**Extrait de page**
§
Avant de commencer à écrire, s’impose une nécessité : celle de libérer l’esprit d’une masse d’émotions. Impossible de parler de Jacob sans que vienne à l’âme, dans toute sa puissance affective, esthétique, la fresque de Delacroix[2]. Peinture mystérieuse dont la densité exprime ce qui fait, à la fois, la force et la faiblesse de l’épisode de la lutte de Jacob avec l’ange : sa puissance symbolique et son pouvoir de fascination. L’incompréhensibilité de ce qui se joue dans ces quelques lignes de la Genèse marque profondément l’imagination collective occidentale, ainsi que l’âme de celui qui s’y trouve confronté. Car cet épisode place de façon abrupte devant le mystère de la rencontre entre l’homme et Dieu, mise en scène de façon bouleversante comme un combat. De fait, le caractère mystérieusement paradoxal – lutte, et victoire de l’homme sur Dieu ( ?!) - qui se dégage de cette scène brève et haletante constitue un obstacle à l’intelligence. Peut-être la force de l’œuvre de Delacroix se situe-t-elle ici : dans ce qu’elle donne avec justesse à voir et à ressentir ce que l’intelligence ne parvient pas à appréhender rationnellement. Les images, la scène s’imposent à l’esprit définitivement ; on est alors fasciné, tenté de chercher à comprendre cette scène en elle-même, comme une unité organique qui ne se tiendrait que par sa propre substance[3].
Si riche cette substance soit-elle, le parti pris de notre propre réflexion récuse une telle interprétation : c’est pourquoi il nous aura fallu passer par les méandres de la vie de Jacob pour, enfin, contempler cette scène magnifique à la lumière de la raison et du cœur, enfin éclairés par un lent travail de révélation par l’écriture. Travail long et troublant[4], partant de cette scène qui représente un véritable défi[5], et reposant sur le pari qu’elle ne se pourrait comprendre qu’à partir de l’organisme entier de l’histoire de Jacob. Pari tenu ?
§
**Données fournies**
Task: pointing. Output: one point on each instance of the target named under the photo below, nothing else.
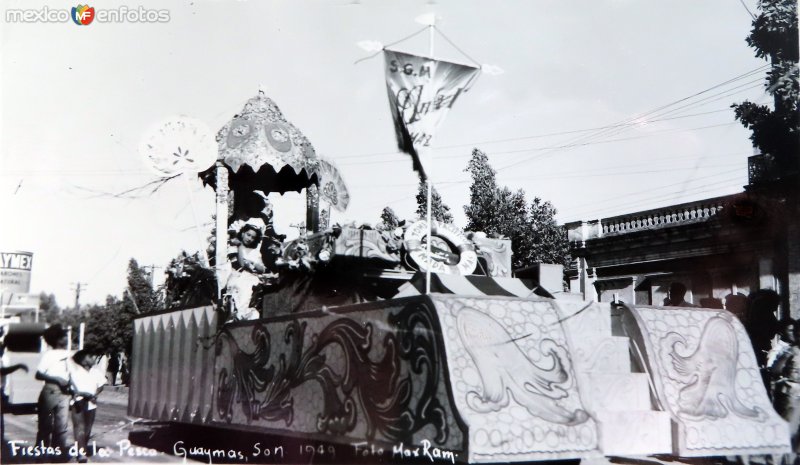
§
**Objectif A**
Dans l'extrait sur la lutte de Jacob avec l'ange, de quelle manière la rencontre entre l'homme et Dieu est-elle mise en scène dans cet épisode ?
**Objectif B**
Poursuivez l'extrait sur la lutte de Jacob avec l'ange à partir de sa dernière phrase.

**Résultat attendu A**
De façon bouleversante, comme un combat.

**Résultat attendu B**
J’ai tenté de thématiser l’histoire de Jacob comme celle d’un homme en tension, en guerre contre lui-même – tension pleinement exprimée par l’échec de la relation avec sa famille, qui accède peu à peu à son unité par un processus de réconciliation qui se fait à travers la rencontre avec Dieu et l’entrée dans la filiation divine. Il me semble difficile de contester la justesse de cette interprétation – tout simplement, oserais-je dire, parce qu’il s’agit là du parcours de nombreux personnages bibliques. Et aussi, de l’histoire de nombre d’entre nous. Dans ce cadre, le passage du Yabboq[6] représente l’acmé d’un processus de « vérification », ainsi que nous l’avons désigné : processus qui est révélation de la vérité de soi, mais aussi épreuve de sa force de sa puissance vitale. Le combat, qui semblait si paradoxal, prend alors tout son sens : un sens sacramentel, baptismal, celui de la « crucifixion »[7] de Jacob, le vieil homme pécheur, et de la naissance d’un homme renouvelé : Israël[8]. Et ce « grand passage » ne peut se faire, évidemment, que par l’œuvre de Dieu… du chemin catéchuménal à la grâce sacramentelle en plénitude.

A partir de là se dénoue le problème du combat opposant prétendument l’homme Jacob au Dieu incarné par l’ange. Dieu serait-il vaincu, terrassé par l’homme, implorant sa clémence ? C’est bien plutôt Jacob le menteur, le mystificateur, qui gît sur la berge du Yabboq, tandis qu’Israël franchit le gué pour enfin retrouver son frère jumeau. Dans cette lutte qui ressemble à un accouchement de soi par soi, Dieu joue à la fois le rôle du forceps et celui du Père, qui donne au nouvel homme son nom et lui donne de participer à sa force paternelle.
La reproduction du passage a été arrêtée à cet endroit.